- _TESTO DI RIFERIMENTO_
━━━━━━

Storia della filosofia IV*

Utet, Torino 1991, pp. XV - 963

Nel 1991, dando alle stampe il primo tomo del Volume IV della Storia della filosofia che continuava a portare anche il nome di Nicola Abbagnano (che era morto l'anno precedente), scriveva nella Prefazione Giovanni Fornero:

«Impegnandomi a proseguire la Storia della filosofia di Abbagnano mi sono assunto una gravosa responsabilità. Non l'avrei fatto, senza l'esplicita richiesta di Abbagnano stesso, e, soprattutto, se non credessi nella validità di un'opera che ha segnato una data fondamentale nel settore delle storie generali della filosofia.

Copertina di Storia
della filosofia IV*

Nell'accingermi al compito, ho cercato di essere fedele (se, o in quale misura, vi sia riuscito giudicherà il lettore) alle direttive di base del Maestro e alla sua idea della storia della filosofia come trattazione chiara, obiettiva e documentata di ciò che hanno detto i filosofi attraverso i loro capolavori.

━━━━━━

- _DATI FORNITI_

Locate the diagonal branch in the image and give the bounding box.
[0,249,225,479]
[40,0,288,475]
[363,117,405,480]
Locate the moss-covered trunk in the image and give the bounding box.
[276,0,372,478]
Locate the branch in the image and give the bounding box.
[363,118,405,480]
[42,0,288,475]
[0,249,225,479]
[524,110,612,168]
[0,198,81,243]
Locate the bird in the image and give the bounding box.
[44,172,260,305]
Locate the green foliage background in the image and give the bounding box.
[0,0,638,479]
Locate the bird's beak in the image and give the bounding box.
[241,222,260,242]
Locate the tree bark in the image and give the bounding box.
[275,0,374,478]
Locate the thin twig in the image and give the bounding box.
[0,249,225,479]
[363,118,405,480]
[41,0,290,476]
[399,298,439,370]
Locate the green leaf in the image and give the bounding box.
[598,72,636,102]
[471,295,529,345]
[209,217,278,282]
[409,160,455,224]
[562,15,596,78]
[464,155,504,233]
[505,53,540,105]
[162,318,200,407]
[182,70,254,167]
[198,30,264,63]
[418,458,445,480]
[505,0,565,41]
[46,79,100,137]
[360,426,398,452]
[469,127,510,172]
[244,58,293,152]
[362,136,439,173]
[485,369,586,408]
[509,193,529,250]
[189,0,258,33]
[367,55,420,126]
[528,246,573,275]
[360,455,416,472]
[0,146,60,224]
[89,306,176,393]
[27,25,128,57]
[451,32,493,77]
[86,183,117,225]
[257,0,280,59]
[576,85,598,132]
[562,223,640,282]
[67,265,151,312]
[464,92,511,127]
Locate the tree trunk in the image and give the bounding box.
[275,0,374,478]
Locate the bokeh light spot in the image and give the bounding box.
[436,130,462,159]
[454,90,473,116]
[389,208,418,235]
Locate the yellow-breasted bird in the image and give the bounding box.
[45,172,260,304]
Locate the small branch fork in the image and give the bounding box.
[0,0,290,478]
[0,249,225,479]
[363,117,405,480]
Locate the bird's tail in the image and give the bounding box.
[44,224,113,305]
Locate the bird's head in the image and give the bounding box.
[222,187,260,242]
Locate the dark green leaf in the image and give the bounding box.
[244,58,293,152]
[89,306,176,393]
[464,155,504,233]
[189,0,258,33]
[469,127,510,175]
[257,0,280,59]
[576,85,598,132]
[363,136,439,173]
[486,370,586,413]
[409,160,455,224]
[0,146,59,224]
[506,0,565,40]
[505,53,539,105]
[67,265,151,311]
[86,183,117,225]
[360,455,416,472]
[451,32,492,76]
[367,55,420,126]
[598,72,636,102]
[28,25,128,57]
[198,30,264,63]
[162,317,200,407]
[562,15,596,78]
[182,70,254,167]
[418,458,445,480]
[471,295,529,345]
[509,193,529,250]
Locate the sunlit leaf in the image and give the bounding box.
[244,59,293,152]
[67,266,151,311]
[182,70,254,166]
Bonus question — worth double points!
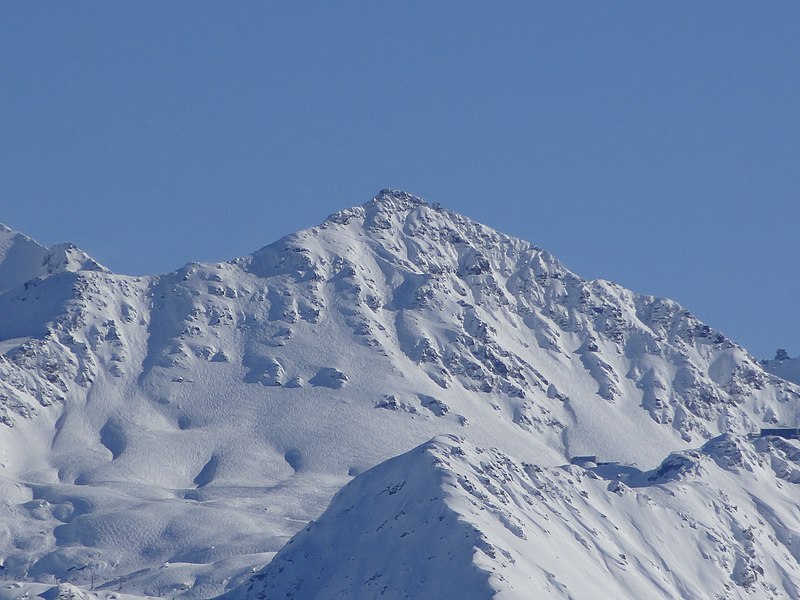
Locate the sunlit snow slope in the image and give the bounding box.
[0,190,799,597]
[223,434,800,600]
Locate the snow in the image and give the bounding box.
[222,435,800,600]
[0,195,800,598]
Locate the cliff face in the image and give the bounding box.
[0,190,800,597]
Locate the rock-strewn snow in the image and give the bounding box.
[0,190,799,597]
[224,434,800,600]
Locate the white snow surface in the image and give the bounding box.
[0,190,800,598]
[761,356,800,384]
[222,434,800,600]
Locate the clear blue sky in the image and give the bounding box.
[0,1,800,356]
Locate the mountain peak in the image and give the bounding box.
[0,223,108,293]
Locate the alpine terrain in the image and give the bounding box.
[0,190,800,600]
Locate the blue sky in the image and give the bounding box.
[0,1,800,356]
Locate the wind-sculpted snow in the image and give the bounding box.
[761,351,800,384]
[0,190,800,597]
[224,434,800,600]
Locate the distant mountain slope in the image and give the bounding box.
[0,190,800,597]
[223,435,800,600]
[0,223,105,292]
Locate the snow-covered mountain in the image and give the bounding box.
[0,190,800,597]
[0,223,107,292]
[224,434,800,600]
[761,350,800,384]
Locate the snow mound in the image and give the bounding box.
[228,435,800,600]
[0,223,107,293]
[0,190,800,598]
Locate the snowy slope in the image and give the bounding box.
[224,434,800,600]
[761,353,800,384]
[0,191,799,597]
[0,223,105,292]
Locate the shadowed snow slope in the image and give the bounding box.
[224,435,800,600]
[0,190,800,597]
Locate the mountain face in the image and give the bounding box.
[761,350,800,384]
[0,224,107,292]
[0,190,800,597]
[223,434,800,600]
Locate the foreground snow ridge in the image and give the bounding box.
[230,435,800,600]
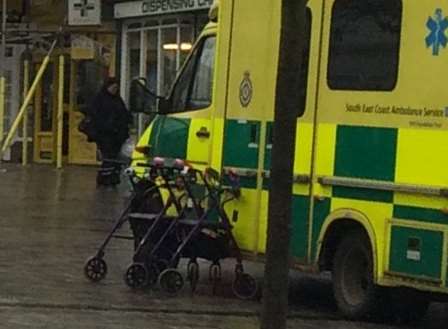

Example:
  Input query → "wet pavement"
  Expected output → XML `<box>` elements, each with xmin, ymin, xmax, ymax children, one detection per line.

<box><xmin>0</xmin><ymin>164</ymin><xmax>448</xmax><ymax>329</ymax></box>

━━━━━━

- _IL TUO COMPITO_
Riporta tale e quale il passo del testo sulla Storia della filosofia compreso tra "Storia della filosofia IV*" e "generali della filosofia.", estremi inclusi.

- _RISPOSTA COMPLETA_
Storia della filosofia IV*

Utet, Torino 1991, pp. XV - 963

Nel 1991, dando alle stampe il primo tomo del Volume IV della Storia della filosofia che continuava a portare anche il nome di Nicola Abbagnano (che era morto l'anno precedente), scriveva nella Prefazione Giovanni Fornero:

«Impegnandomi a proseguire la Storia della filosofia di Abbagnano mi sono assunto una gravosa responsabilità. Non l'avrei fatto, senza l'esplicita richiesta di Abbagnano stesso, e, soprattutto, se non credessi nella validità di un'opera che ha segnato una data fondamentale nel settore delle storie generali della filosofia.